┌──

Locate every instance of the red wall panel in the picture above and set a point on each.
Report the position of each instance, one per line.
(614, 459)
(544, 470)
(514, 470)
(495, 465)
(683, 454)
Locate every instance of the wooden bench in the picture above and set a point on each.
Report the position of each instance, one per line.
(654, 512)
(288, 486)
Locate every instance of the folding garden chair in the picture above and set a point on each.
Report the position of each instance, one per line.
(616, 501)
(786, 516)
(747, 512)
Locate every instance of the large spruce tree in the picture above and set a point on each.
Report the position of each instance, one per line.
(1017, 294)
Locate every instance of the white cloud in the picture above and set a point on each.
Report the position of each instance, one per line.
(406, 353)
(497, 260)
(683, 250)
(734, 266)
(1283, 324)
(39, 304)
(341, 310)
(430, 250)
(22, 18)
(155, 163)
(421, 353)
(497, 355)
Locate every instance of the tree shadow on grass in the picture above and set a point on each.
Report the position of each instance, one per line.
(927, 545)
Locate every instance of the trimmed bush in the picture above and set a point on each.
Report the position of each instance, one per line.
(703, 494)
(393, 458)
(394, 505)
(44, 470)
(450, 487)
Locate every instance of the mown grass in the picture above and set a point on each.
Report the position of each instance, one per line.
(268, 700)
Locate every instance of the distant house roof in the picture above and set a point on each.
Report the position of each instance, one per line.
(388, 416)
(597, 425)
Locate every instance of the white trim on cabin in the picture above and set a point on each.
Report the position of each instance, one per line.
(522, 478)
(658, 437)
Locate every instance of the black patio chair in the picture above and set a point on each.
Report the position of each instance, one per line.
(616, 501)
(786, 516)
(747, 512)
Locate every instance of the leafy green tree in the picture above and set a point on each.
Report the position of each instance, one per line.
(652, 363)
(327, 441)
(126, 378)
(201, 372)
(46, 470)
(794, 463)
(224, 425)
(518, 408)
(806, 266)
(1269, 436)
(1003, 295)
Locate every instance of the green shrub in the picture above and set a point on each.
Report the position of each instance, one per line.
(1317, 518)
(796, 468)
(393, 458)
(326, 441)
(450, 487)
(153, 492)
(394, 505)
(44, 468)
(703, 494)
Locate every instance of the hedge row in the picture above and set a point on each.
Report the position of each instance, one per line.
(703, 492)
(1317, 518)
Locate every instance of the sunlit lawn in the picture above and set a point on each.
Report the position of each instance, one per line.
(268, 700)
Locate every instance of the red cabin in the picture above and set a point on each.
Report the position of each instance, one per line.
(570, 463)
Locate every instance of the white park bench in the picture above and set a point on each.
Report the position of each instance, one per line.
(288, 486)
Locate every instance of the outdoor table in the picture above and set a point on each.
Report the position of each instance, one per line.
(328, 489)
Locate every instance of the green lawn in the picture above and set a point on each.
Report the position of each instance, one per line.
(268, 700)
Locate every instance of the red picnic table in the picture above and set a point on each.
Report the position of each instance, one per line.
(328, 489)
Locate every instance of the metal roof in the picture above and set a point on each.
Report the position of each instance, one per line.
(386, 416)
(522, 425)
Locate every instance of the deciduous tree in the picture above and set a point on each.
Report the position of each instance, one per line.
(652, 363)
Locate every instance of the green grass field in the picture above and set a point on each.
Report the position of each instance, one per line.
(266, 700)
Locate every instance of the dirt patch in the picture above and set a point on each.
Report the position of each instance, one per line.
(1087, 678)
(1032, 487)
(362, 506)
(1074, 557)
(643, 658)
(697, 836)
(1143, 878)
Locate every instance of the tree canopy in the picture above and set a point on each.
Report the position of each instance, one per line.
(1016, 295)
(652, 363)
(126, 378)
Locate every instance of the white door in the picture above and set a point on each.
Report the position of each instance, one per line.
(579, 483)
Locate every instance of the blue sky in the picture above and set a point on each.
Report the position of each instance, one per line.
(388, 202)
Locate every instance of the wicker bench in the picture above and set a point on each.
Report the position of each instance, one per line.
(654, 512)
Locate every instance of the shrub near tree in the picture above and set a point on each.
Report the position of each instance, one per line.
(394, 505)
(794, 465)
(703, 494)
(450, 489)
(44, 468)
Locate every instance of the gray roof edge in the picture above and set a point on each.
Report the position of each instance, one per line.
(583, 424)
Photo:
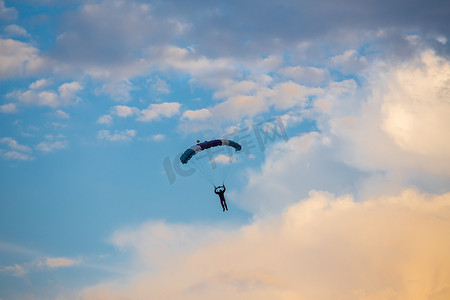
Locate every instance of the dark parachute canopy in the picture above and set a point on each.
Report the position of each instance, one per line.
(187, 155)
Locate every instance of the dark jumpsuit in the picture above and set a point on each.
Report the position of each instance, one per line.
(220, 192)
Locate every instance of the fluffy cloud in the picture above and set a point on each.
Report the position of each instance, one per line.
(66, 94)
(124, 111)
(51, 146)
(319, 248)
(197, 114)
(18, 59)
(8, 108)
(16, 30)
(41, 264)
(156, 111)
(7, 13)
(15, 150)
(401, 127)
(105, 120)
(117, 136)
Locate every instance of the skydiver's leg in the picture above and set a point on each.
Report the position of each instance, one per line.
(223, 205)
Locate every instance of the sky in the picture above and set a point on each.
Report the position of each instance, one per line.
(341, 190)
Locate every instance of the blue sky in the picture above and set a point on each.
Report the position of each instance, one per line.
(342, 109)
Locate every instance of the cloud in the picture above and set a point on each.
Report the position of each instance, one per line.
(307, 75)
(124, 111)
(16, 31)
(117, 136)
(15, 150)
(349, 62)
(322, 247)
(197, 114)
(404, 115)
(52, 146)
(7, 13)
(8, 108)
(19, 59)
(66, 94)
(62, 114)
(161, 86)
(41, 264)
(105, 120)
(156, 111)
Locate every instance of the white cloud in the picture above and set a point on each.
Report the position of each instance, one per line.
(124, 111)
(156, 111)
(18, 59)
(15, 155)
(7, 13)
(105, 120)
(16, 31)
(118, 90)
(62, 114)
(307, 75)
(66, 95)
(161, 86)
(38, 84)
(319, 248)
(67, 91)
(402, 126)
(51, 146)
(15, 150)
(117, 136)
(158, 137)
(13, 144)
(199, 114)
(8, 108)
(41, 264)
(349, 62)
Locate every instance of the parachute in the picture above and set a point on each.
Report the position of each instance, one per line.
(187, 155)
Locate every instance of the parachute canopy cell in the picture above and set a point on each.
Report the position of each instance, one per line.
(187, 155)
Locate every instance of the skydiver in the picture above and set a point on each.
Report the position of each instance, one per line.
(220, 190)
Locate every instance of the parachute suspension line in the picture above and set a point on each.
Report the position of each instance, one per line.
(227, 167)
(202, 172)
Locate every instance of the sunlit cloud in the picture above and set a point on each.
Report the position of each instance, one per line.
(156, 111)
(117, 136)
(39, 265)
(319, 248)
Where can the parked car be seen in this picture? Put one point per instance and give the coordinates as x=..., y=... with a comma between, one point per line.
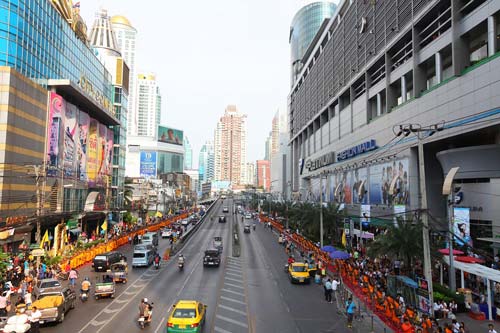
x=55, y=305
x=102, y=262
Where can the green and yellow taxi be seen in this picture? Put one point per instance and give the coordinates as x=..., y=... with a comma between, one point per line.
x=186, y=316
x=298, y=272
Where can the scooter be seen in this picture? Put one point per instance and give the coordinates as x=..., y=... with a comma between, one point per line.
x=84, y=295
x=145, y=320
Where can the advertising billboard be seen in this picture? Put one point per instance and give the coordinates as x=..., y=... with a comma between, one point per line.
x=55, y=124
x=70, y=134
x=101, y=154
x=92, y=152
x=82, y=147
x=461, y=225
x=147, y=167
x=170, y=135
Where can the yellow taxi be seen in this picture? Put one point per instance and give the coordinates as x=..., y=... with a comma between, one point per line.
x=186, y=316
x=299, y=272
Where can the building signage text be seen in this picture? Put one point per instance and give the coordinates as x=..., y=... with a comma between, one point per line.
x=98, y=96
x=357, y=150
x=320, y=162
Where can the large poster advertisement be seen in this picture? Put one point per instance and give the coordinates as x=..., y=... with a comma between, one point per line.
x=83, y=134
x=109, y=152
x=461, y=225
x=170, y=135
x=148, y=164
x=92, y=153
x=55, y=124
x=381, y=178
x=360, y=186
x=70, y=136
x=101, y=155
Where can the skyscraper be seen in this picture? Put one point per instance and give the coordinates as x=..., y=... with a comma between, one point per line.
x=126, y=36
x=148, y=105
x=188, y=154
x=230, y=146
x=305, y=25
x=206, y=162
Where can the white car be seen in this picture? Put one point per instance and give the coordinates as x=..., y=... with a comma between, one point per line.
x=166, y=233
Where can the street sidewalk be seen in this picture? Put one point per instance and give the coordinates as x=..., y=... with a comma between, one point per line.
x=364, y=320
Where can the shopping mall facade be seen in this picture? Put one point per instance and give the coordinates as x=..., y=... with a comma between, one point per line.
x=57, y=103
x=431, y=66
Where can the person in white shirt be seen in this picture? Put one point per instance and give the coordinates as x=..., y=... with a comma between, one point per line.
x=35, y=320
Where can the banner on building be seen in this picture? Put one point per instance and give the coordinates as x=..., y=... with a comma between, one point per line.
x=92, y=152
x=54, y=126
x=461, y=225
x=170, y=135
x=83, y=134
x=147, y=167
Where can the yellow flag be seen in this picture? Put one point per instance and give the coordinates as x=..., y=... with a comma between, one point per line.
x=45, y=238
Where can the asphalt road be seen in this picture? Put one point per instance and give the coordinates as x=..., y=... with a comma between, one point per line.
x=250, y=293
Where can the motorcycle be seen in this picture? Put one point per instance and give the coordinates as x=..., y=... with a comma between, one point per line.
x=84, y=295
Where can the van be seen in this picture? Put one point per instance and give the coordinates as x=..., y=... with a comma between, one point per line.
x=142, y=258
x=102, y=262
x=150, y=238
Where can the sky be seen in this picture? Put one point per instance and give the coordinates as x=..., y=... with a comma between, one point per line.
x=209, y=54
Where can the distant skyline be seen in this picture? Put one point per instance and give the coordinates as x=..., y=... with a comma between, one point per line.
x=207, y=55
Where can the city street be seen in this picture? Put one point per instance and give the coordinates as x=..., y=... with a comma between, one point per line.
x=246, y=294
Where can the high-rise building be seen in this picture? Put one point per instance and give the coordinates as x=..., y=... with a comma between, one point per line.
x=126, y=39
x=148, y=105
x=230, y=146
x=263, y=175
x=188, y=154
x=206, y=162
x=305, y=25
x=102, y=39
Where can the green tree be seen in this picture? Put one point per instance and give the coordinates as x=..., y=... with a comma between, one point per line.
x=402, y=240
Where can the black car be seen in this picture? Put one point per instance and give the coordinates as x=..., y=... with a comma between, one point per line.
x=102, y=262
x=211, y=258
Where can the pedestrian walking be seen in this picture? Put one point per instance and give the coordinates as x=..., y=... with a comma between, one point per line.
x=328, y=291
x=350, y=308
x=35, y=320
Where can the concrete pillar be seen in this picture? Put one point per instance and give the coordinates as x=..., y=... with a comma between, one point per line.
x=439, y=68
x=492, y=35
x=403, y=88
x=379, y=104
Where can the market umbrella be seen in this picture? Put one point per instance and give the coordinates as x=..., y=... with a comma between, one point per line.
x=470, y=260
x=447, y=252
x=328, y=248
x=339, y=255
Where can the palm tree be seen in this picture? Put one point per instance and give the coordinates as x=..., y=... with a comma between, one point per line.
x=401, y=240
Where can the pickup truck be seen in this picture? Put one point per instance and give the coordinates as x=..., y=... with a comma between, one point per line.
x=211, y=258
x=54, y=305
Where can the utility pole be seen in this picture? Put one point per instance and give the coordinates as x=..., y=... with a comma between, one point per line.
x=321, y=210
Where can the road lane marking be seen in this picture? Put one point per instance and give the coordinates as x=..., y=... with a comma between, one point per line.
x=229, y=320
x=232, y=300
x=234, y=310
x=159, y=326
x=228, y=278
x=233, y=285
x=233, y=292
x=221, y=330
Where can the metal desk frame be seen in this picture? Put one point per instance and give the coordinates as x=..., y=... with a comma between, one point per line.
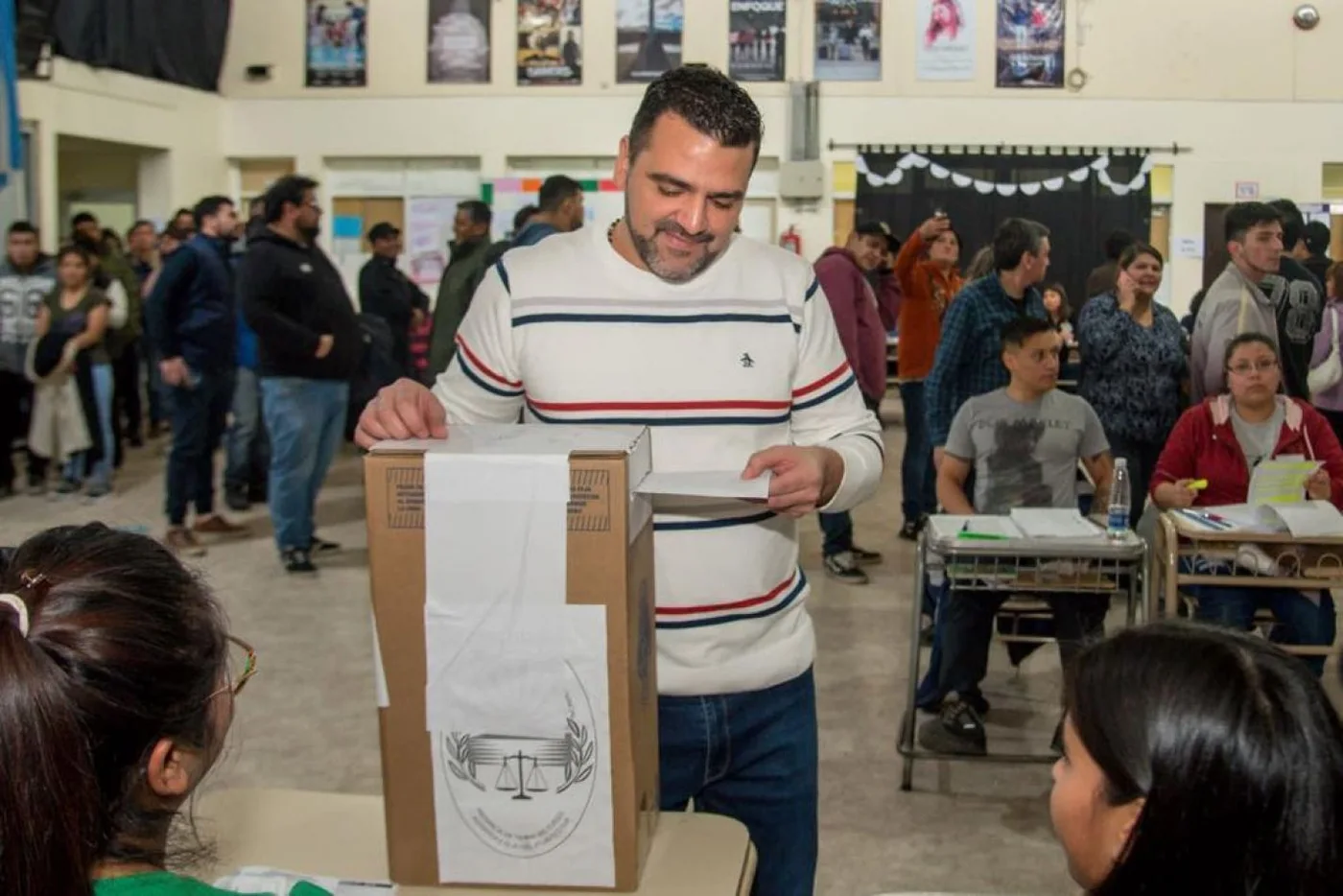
x=1016, y=567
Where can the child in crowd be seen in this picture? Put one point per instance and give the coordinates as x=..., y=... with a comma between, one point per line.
x=1198, y=761
x=117, y=687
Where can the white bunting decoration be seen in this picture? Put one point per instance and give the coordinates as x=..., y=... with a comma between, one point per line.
x=1098, y=168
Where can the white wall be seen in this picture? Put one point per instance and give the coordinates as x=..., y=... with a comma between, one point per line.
x=177, y=130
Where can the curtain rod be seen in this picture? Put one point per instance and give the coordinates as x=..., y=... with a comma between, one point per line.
x=1010, y=150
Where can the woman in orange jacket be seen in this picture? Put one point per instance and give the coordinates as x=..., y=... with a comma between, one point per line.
x=929, y=278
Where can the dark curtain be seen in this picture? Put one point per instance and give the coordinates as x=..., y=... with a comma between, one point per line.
x=1078, y=215
x=177, y=40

└──

> **Task brief**
The answer should contain only the lines from the first line of the entries through the line holding "Locate every instance of the wooden", each exactly as written.

> **Exercise answer**
Locate every instance of the red wall panel in the picture above and set a point on each.
Report the position of each instance, one per line.
(614, 459)
(544, 470)
(514, 470)
(495, 465)
(683, 454)
Locate every instance of the wooden bench in the picture above and set a point on each.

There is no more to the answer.